◆ Objective ◆
Report every line of the data below that contains the string "Query". Case matters when matching.

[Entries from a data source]
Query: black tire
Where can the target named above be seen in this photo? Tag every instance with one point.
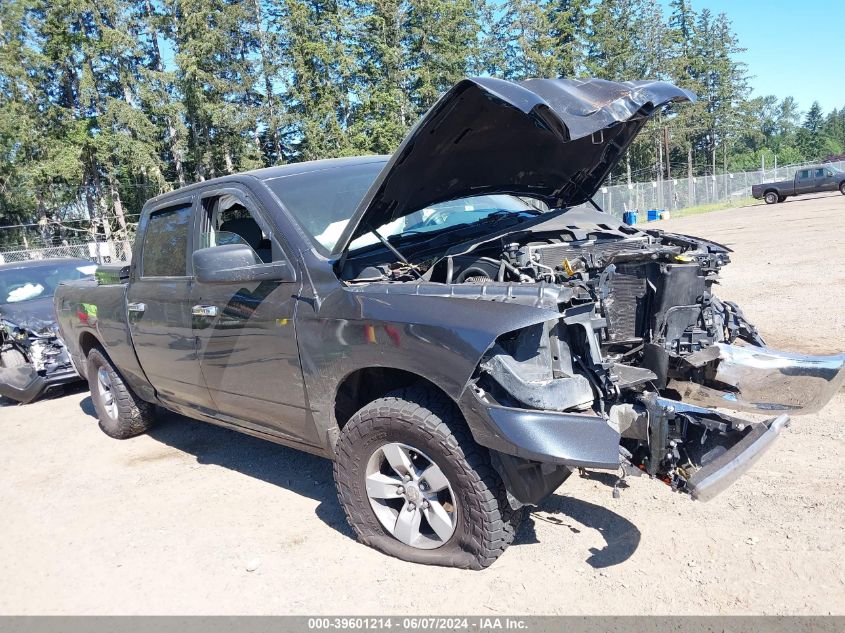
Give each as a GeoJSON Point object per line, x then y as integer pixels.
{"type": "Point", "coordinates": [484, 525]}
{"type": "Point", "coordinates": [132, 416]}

...

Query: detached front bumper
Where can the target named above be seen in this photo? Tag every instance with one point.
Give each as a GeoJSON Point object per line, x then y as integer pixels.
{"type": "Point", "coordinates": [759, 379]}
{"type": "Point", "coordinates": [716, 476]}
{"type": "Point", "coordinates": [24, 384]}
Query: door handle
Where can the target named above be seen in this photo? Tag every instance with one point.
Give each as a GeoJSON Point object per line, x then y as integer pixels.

* * *

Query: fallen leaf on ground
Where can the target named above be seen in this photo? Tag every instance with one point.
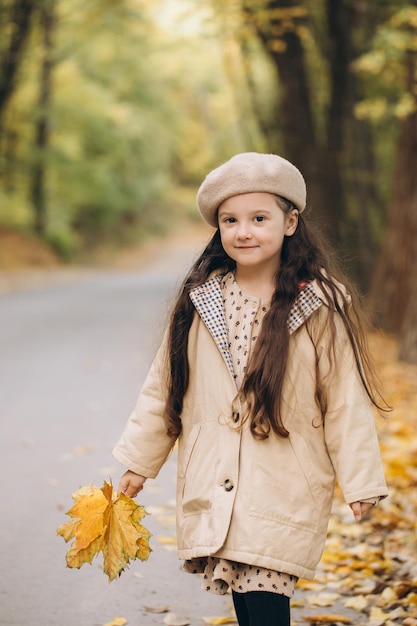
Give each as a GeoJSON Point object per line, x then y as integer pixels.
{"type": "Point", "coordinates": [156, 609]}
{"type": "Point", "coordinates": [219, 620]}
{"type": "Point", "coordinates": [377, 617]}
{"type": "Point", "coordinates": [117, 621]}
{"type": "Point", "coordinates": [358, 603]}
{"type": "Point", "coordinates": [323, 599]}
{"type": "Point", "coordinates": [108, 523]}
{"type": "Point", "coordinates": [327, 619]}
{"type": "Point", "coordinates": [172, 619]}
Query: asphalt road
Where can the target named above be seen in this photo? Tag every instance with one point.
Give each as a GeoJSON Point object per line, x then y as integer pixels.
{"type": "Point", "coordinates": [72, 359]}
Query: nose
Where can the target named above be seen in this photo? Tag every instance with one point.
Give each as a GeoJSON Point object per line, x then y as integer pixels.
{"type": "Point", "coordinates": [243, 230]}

◆ Complete response ◆
Query: black tire
Query: detached front bumper
Query: door handle
Query: fallen leaf on ground
Query: asphalt road
Query: nose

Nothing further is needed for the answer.